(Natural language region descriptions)
*** Begin section ***
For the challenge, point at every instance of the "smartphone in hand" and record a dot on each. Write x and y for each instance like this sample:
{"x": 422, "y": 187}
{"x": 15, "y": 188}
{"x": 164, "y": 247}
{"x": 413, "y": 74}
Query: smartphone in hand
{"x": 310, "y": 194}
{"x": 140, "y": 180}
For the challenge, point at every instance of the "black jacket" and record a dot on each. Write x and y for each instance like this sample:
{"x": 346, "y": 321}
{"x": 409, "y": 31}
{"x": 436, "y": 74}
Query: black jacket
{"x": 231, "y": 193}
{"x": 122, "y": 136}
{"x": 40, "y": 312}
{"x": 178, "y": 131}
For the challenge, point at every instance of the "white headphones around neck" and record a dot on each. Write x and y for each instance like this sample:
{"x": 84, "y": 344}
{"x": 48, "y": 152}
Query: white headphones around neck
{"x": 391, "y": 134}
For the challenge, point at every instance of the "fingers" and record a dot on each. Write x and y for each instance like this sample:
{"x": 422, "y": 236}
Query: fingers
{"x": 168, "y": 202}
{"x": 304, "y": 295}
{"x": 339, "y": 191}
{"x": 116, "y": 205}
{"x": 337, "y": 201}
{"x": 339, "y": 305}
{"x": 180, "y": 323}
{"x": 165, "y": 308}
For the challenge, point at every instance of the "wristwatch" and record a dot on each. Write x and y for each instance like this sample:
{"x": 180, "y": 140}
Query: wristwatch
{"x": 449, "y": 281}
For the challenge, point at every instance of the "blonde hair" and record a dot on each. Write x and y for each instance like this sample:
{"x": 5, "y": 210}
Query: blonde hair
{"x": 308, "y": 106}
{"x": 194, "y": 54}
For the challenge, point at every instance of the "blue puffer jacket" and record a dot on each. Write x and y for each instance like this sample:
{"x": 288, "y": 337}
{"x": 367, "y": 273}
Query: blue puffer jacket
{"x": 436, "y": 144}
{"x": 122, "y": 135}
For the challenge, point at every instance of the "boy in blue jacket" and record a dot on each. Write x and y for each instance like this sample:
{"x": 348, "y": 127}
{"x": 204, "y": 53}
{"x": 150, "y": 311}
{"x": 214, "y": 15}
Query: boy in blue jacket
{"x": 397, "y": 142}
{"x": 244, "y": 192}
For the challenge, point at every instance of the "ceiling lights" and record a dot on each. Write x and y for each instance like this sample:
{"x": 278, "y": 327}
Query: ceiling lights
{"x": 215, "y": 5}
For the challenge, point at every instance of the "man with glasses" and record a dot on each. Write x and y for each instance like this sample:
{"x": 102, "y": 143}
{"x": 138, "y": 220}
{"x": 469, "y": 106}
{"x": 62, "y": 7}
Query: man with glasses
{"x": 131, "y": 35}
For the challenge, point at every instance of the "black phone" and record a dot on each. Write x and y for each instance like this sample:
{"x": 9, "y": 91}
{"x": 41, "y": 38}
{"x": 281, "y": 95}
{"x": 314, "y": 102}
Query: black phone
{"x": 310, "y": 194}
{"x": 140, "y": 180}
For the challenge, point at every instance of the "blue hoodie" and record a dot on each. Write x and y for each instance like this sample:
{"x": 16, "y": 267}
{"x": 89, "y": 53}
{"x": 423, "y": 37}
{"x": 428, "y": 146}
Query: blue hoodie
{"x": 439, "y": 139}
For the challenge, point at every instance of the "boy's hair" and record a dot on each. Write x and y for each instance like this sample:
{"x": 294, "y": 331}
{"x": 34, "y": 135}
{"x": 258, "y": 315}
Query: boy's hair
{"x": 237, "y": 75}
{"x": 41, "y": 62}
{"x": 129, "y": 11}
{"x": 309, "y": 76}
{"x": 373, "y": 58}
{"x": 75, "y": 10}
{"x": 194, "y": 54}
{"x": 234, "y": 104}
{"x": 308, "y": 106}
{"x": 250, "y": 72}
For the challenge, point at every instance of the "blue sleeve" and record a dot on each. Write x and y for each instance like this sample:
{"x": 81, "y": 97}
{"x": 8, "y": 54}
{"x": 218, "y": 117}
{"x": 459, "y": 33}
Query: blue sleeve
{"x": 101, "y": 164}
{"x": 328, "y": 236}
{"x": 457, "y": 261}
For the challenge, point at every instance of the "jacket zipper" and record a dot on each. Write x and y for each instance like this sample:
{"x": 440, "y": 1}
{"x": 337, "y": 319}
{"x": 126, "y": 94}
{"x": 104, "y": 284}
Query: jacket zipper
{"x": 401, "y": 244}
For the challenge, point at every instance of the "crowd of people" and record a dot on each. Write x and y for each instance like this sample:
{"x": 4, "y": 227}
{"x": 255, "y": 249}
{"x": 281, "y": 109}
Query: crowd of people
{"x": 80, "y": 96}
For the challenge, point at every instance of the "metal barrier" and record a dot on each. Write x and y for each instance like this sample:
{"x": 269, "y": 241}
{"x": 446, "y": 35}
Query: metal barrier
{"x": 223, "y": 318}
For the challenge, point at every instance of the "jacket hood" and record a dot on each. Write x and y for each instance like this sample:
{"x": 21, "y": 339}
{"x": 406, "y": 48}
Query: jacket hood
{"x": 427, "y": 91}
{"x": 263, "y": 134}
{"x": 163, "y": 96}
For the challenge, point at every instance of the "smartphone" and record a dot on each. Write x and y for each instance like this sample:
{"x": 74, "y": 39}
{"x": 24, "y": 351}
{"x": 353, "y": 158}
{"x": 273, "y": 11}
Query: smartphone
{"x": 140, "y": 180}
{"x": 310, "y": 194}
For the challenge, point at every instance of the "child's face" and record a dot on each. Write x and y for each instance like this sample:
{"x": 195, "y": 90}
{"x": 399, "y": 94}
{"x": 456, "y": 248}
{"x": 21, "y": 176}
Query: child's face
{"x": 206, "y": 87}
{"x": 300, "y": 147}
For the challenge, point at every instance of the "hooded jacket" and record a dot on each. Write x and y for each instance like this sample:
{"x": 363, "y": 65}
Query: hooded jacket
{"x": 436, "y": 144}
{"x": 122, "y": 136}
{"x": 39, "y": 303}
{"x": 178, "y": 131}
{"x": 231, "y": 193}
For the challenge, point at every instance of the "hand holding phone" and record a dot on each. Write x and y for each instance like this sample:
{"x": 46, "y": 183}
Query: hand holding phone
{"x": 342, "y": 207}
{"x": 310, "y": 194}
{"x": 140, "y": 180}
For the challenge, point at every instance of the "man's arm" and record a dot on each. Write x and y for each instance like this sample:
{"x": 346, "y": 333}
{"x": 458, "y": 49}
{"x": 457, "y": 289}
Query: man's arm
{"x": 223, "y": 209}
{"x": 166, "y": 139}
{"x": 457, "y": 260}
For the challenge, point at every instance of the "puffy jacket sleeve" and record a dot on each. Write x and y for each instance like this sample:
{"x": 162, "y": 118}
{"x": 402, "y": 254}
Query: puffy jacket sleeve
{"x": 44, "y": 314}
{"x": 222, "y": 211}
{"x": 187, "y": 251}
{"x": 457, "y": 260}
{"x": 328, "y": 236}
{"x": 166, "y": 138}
*** End section ***
> Exercise
Repeat, without change, each line of the data above from the one that contains "Query: metal barrier" through the final line, counting both.

> Response to this exercise
Query: metal barrier
{"x": 223, "y": 318}
For the challenge, point at every instance of the "jacket hood" and record a dot on each. Write x and y for each instance like this sample:
{"x": 21, "y": 339}
{"x": 406, "y": 48}
Query: jacket hood
{"x": 427, "y": 91}
{"x": 263, "y": 134}
{"x": 163, "y": 96}
For the challenge, point at every instance of the "smartphone" and record a dot on each. Write x and y for each instance like this sample:
{"x": 74, "y": 39}
{"x": 24, "y": 351}
{"x": 353, "y": 158}
{"x": 273, "y": 11}
Query: smartphone
{"x": 140, "y": 180}
{"x": 310, "y": 194}
For the challenge, point at every instance of the "child's face" and record a dot on each. Write x and y for each instance like this sample:
{"x": 195, "y": 90}
{"x": 399, "y": 94}
{"x": 456, "y": 248}
{"x": 21, "y": 176}
Query: child's face
{"x": 206, "y": 87}
{"x": 300, "y": 147}
For the challenge, point at every instance of the "hooded jacket" and record a dot on each. Write x and y for each instance like this sample:
{"x": 363, "y": 65}
Query: hooded jacket
{"x": 436, "y": 144}
{"x": 122, "y": 136}
{"x": 39, "y": 303}
{"x": 178, "y": 131}
{"x": 231, "y": 193}
For the challenge, point at every instance of the "hand holding phone" and record a dot on each. Write x and y for each instance like this sample:
{"x": 46, "y": 183}
Query: hand holding phone
{"x": 342, "y": 207}
{"x": 310, "y": 194}
{"x": 140, "y": 180}
For the challenge, point at every instance of the "man's arm" and record a dot on each. Write x and y for each instance like this sample:
{"x": 346, "y": 333}
{"x": 458, "y": 49}
{"x": 457, "y": 289}
Query: man's arm
{"x": 223, "y": 209}
{"x": 166, "y": 139}
{"x": 457, "y": 260}
For the challenge, point at every instance of the "puffy jacket sleeve" and record a dot on each. Write x and y for each instance like this sample:
{"x": 162, "y": 118}
{"x": 402, "y": 254}
Query: puffy jacket sleeve
{"x": 44, "y": 314}
{"x": 222, "y": 211}
{"x": 187, "y": 251}
{"x": 457, "y": 260}
{"x": 328, "y": 236}
{"x": 166, "y": 138}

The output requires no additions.